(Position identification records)

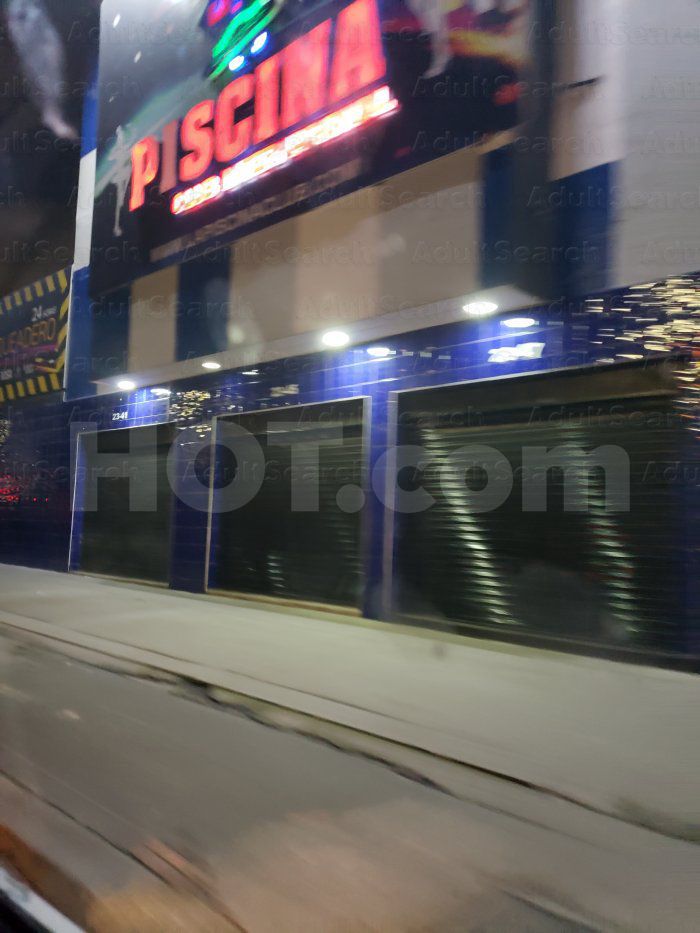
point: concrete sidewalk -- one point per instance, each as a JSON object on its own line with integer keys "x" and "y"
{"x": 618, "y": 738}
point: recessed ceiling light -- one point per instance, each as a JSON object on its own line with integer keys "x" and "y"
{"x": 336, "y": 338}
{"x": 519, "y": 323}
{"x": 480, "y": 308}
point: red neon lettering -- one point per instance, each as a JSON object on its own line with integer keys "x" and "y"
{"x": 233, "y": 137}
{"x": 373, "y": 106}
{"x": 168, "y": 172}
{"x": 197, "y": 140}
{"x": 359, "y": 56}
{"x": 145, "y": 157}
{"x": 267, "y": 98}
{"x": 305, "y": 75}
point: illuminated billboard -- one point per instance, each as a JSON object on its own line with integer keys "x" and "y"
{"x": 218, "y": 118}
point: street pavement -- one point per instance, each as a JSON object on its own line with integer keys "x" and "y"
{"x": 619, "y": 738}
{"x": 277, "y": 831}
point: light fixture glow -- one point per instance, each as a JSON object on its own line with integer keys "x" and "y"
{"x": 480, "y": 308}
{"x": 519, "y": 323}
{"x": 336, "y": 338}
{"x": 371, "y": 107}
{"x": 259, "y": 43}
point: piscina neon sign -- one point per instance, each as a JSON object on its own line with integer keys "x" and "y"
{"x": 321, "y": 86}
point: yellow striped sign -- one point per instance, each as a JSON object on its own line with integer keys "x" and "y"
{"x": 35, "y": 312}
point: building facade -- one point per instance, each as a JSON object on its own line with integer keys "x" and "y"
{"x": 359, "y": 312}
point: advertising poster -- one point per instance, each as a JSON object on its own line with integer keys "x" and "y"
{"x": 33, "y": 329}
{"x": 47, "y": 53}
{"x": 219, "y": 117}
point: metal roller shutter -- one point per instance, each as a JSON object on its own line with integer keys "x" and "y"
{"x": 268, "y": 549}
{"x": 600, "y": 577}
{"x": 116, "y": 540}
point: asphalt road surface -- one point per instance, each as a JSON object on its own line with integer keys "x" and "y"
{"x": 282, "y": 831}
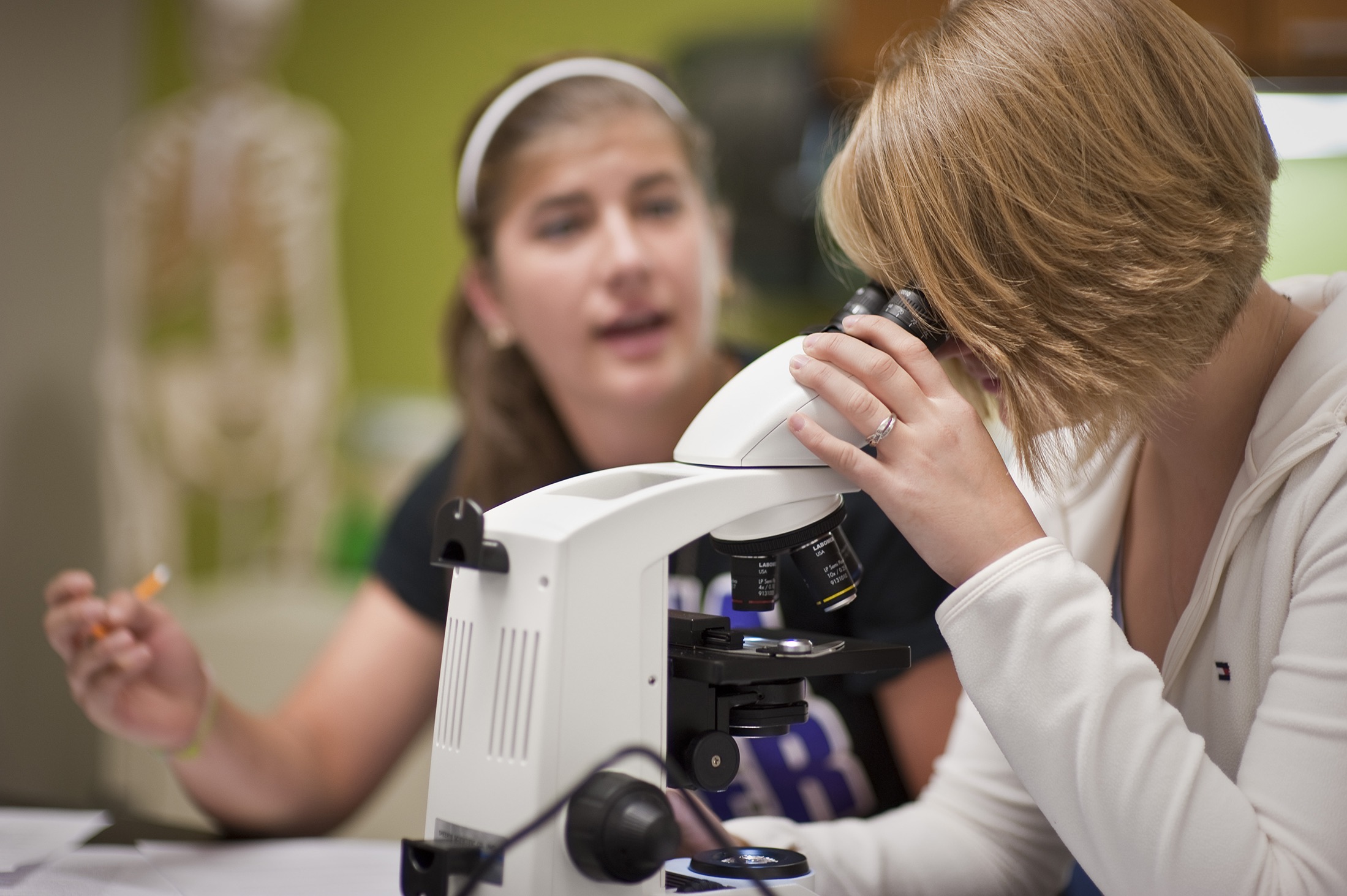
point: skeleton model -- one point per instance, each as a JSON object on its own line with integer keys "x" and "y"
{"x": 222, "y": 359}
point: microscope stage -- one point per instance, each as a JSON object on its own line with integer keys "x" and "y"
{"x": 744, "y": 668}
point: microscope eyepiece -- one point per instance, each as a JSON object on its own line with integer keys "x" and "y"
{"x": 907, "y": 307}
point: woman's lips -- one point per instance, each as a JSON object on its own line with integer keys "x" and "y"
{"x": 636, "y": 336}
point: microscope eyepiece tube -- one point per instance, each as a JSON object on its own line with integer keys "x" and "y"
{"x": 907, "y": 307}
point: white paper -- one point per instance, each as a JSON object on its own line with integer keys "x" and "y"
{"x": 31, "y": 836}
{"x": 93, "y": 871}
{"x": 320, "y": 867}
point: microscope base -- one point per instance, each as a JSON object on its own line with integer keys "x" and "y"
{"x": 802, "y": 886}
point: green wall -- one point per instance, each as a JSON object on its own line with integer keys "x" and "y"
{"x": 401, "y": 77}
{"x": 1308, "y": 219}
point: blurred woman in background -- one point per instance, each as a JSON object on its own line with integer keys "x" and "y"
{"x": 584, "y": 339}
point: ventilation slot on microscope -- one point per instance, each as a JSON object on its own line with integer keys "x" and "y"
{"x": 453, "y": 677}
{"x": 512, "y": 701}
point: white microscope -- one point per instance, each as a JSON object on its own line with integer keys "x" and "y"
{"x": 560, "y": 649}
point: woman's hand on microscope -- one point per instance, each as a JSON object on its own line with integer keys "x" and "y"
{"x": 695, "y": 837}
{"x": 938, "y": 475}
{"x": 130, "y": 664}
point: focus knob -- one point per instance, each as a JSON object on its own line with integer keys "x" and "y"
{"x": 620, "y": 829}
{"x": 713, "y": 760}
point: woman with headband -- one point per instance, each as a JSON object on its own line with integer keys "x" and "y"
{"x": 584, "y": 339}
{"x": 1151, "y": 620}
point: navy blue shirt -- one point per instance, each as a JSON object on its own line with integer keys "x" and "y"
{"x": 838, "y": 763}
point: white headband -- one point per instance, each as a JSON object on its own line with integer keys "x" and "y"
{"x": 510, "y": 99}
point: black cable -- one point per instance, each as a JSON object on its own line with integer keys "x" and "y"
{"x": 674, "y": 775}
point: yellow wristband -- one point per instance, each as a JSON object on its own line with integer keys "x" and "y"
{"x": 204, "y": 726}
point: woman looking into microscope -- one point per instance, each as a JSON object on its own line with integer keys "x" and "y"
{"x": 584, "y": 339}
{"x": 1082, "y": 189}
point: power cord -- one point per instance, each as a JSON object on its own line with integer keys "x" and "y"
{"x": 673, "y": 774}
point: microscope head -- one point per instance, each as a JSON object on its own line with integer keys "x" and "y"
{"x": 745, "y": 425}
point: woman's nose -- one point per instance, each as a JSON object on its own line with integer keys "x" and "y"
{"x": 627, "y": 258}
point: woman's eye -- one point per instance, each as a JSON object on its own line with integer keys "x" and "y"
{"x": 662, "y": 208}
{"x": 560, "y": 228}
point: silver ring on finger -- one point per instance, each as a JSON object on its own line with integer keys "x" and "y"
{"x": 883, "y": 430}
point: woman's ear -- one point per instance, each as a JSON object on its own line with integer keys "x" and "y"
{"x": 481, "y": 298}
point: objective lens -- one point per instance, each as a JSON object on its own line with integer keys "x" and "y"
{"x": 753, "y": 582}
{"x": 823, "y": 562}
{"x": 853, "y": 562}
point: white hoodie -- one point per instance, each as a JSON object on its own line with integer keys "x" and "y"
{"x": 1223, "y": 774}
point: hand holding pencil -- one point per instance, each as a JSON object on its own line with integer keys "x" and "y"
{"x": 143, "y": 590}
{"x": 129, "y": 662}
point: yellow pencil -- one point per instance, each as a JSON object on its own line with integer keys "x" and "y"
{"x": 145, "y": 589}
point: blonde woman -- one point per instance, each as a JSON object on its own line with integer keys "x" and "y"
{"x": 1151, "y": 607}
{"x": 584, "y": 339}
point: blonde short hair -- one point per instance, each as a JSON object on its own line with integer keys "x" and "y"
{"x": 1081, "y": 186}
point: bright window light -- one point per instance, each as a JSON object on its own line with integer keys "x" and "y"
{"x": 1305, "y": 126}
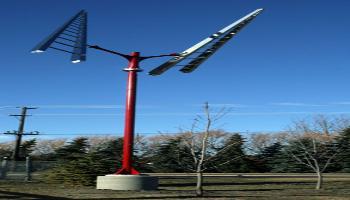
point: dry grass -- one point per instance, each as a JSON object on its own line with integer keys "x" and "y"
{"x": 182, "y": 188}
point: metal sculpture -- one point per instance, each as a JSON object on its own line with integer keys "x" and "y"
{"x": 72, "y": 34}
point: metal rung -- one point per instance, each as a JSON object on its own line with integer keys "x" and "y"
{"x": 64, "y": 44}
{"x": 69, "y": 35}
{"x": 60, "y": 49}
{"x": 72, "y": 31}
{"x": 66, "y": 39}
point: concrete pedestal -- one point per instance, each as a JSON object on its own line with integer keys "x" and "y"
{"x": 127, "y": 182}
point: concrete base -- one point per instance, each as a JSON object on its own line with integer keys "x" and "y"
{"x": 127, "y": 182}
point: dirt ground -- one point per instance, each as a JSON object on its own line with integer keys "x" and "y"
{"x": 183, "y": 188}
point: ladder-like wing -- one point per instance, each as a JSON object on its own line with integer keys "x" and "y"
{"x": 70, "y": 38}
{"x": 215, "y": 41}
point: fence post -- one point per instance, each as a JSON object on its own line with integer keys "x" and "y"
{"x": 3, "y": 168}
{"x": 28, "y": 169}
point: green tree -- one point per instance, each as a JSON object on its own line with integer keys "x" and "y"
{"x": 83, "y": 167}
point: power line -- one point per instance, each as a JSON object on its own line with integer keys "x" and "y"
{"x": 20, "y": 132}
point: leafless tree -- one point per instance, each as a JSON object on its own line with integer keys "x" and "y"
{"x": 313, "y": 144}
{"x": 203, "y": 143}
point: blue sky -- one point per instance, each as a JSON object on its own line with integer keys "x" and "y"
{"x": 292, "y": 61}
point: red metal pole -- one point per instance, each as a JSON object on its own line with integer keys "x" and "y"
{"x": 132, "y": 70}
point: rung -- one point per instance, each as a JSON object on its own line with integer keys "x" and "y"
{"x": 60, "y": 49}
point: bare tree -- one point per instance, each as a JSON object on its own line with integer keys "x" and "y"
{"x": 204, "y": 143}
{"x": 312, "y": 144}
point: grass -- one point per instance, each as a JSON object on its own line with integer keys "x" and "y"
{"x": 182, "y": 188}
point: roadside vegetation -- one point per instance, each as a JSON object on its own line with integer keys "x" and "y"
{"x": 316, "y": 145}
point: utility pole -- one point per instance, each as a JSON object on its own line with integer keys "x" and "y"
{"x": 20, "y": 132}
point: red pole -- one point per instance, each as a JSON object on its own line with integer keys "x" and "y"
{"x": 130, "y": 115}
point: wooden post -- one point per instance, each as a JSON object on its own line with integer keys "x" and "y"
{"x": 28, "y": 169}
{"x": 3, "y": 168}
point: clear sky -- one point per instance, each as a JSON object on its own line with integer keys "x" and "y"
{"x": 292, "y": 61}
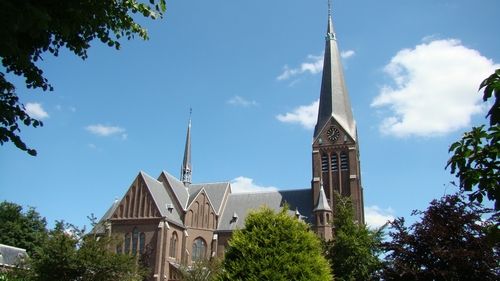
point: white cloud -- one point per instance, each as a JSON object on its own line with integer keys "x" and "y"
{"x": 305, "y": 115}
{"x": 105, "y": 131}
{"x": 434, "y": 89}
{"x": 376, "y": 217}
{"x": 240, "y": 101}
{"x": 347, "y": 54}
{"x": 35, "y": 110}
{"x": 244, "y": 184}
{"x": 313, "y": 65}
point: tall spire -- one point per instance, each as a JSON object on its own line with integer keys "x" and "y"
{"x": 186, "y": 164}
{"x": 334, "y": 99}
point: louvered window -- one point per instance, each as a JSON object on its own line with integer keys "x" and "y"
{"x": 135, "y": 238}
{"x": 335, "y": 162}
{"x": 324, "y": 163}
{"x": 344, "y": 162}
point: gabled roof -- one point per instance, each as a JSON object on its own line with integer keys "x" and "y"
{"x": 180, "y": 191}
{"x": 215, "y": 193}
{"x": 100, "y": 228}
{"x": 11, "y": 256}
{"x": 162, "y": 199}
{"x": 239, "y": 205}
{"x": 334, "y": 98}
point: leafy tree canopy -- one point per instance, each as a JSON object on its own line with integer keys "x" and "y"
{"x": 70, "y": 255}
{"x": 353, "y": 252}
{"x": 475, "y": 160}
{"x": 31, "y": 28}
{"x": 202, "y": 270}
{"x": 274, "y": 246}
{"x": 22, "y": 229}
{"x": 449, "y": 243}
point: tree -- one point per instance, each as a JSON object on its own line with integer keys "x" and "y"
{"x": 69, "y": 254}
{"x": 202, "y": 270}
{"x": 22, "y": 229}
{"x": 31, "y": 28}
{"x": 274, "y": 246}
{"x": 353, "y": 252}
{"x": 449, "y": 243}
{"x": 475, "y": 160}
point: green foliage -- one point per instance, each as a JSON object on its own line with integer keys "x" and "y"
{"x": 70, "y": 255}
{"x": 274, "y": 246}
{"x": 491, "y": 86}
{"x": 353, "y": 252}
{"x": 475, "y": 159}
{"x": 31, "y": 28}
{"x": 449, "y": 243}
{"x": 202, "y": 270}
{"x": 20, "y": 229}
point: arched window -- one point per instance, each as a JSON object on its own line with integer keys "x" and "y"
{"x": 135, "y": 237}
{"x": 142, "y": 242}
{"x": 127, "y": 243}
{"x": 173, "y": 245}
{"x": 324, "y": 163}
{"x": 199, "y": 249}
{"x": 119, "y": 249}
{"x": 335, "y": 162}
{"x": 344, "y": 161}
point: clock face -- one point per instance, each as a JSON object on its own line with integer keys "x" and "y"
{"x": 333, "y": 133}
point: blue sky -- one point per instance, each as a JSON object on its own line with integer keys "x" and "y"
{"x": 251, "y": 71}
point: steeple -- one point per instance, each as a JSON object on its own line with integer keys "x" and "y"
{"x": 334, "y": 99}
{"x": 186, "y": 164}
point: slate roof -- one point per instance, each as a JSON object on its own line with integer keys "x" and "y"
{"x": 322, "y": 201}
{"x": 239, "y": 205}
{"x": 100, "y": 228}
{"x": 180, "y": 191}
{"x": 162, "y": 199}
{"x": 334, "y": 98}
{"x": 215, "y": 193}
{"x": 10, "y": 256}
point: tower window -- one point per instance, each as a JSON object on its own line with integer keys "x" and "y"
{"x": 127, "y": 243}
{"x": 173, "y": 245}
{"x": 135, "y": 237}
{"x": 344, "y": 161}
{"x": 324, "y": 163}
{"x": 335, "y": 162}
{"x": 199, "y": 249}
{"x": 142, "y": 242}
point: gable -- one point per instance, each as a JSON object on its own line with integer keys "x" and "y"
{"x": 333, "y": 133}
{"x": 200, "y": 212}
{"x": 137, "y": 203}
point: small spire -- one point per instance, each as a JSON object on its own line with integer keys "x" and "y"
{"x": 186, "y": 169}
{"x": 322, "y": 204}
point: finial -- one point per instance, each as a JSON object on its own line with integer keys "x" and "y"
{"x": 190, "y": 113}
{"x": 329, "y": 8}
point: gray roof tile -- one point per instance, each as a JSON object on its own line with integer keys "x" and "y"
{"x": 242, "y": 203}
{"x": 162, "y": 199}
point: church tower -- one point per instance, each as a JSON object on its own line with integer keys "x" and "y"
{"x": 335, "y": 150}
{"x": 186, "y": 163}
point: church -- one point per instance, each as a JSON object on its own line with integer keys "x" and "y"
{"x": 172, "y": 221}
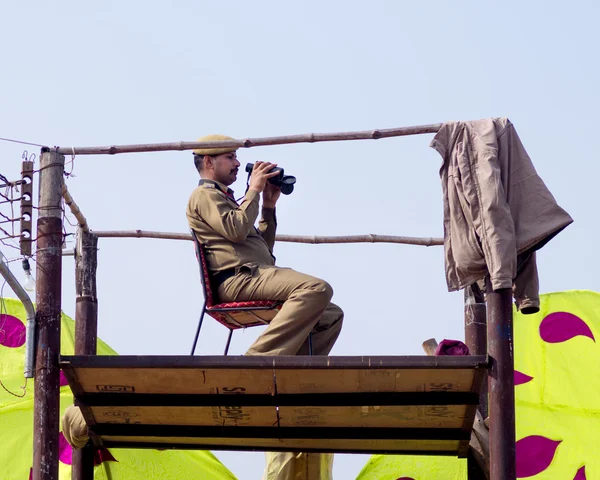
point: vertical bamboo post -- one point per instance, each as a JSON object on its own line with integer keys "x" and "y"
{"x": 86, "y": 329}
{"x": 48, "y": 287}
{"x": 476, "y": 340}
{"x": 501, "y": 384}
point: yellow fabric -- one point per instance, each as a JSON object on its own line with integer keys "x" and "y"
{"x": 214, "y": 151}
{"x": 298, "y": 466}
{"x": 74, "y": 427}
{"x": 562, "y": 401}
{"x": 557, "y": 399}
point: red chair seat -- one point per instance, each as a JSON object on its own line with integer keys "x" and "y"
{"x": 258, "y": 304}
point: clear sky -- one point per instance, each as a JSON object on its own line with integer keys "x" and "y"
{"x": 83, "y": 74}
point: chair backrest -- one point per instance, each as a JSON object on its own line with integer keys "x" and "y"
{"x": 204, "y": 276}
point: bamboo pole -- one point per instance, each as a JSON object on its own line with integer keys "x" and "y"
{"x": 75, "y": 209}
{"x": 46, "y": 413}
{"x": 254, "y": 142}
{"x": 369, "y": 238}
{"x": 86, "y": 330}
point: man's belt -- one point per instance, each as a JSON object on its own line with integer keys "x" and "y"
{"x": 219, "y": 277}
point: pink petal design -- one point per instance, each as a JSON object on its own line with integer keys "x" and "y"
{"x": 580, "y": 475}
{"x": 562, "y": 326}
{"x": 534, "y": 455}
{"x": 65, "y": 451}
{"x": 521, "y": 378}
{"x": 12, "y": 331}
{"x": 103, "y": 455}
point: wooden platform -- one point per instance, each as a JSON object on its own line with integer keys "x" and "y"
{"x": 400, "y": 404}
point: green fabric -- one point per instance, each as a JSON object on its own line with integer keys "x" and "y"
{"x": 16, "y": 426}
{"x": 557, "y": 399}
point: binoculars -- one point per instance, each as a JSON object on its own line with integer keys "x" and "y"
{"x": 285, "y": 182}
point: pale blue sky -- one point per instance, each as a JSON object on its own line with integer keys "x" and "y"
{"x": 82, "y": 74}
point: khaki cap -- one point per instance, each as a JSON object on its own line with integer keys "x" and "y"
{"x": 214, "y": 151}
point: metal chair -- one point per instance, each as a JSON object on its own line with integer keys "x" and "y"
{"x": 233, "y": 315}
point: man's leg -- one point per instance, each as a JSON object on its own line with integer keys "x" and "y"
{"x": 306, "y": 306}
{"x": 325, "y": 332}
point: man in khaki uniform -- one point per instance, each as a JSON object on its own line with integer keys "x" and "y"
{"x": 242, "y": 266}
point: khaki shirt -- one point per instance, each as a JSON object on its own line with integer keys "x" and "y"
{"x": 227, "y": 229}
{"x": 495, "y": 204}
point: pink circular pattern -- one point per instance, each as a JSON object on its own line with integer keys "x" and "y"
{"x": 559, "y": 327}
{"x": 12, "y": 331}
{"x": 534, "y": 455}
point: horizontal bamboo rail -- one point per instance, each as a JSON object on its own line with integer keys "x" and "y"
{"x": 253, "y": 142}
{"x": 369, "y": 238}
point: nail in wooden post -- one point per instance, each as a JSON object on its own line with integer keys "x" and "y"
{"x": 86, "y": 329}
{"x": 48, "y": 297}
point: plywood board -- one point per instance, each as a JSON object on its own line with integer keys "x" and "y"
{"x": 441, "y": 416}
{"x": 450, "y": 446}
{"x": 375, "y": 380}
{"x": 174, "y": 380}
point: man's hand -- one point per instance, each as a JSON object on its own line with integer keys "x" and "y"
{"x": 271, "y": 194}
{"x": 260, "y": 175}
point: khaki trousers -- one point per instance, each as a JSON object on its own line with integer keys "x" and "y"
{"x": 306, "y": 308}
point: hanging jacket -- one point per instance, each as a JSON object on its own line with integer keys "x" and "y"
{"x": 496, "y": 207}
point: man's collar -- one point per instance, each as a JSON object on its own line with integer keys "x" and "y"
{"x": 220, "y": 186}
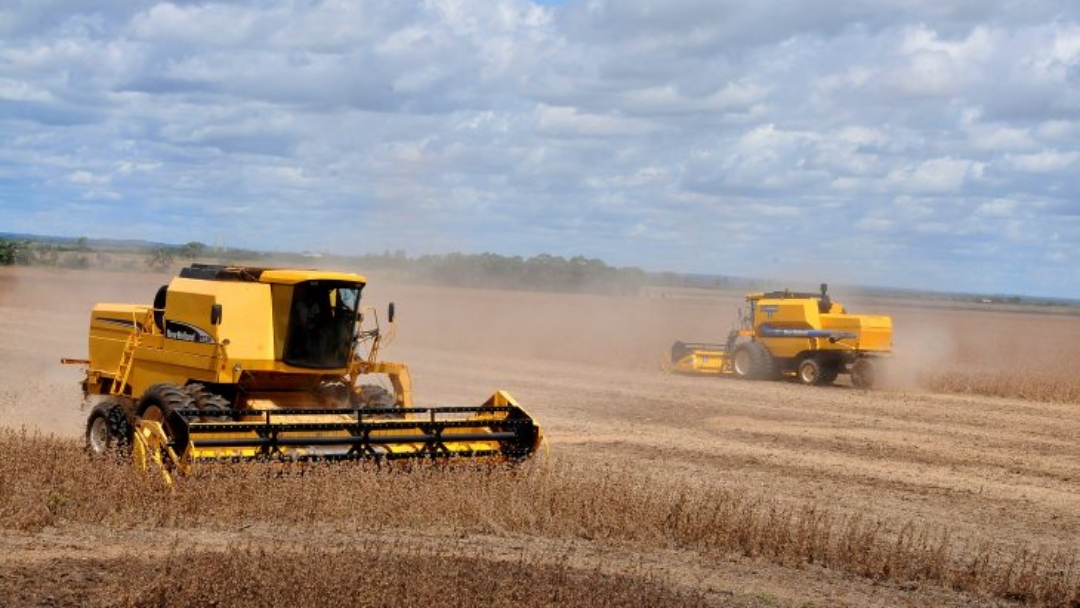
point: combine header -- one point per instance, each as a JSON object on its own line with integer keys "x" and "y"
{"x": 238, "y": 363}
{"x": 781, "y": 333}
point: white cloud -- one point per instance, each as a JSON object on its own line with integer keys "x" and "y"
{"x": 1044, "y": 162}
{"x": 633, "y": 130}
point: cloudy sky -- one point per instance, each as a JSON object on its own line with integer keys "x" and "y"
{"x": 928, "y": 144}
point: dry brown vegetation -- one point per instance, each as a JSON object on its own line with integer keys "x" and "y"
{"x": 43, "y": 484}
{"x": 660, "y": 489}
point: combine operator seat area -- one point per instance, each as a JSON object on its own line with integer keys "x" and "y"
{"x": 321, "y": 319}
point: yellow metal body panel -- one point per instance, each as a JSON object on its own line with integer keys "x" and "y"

=== THE EXERCISE ===
Everything from the line containing "point: cloudy sky" to the last line of the entries above should be quoted exactly, and only that.

=== WRITTEN RESPONSE ===
point: cloudy sky -- one point per instance, each as a JSON object on its own line with integer keys "x" and "y"
{"x": 928, "y": 144}
point: dry brown vegetation -- one point per instance, each as a JSON object on its own line with integer keys "x" and "y"
{"x": 43, "y": 484}
{"x": 660, "y": 489}
point: combine operator seat area -- one point per instance, each as a JSON object on its own line with integer keys "x" and "y"
{"x": 321, "y": 319}
point: yellow metal body panel -- one point per instance, each as a JSON object on its own line with integer keys "x" and "y"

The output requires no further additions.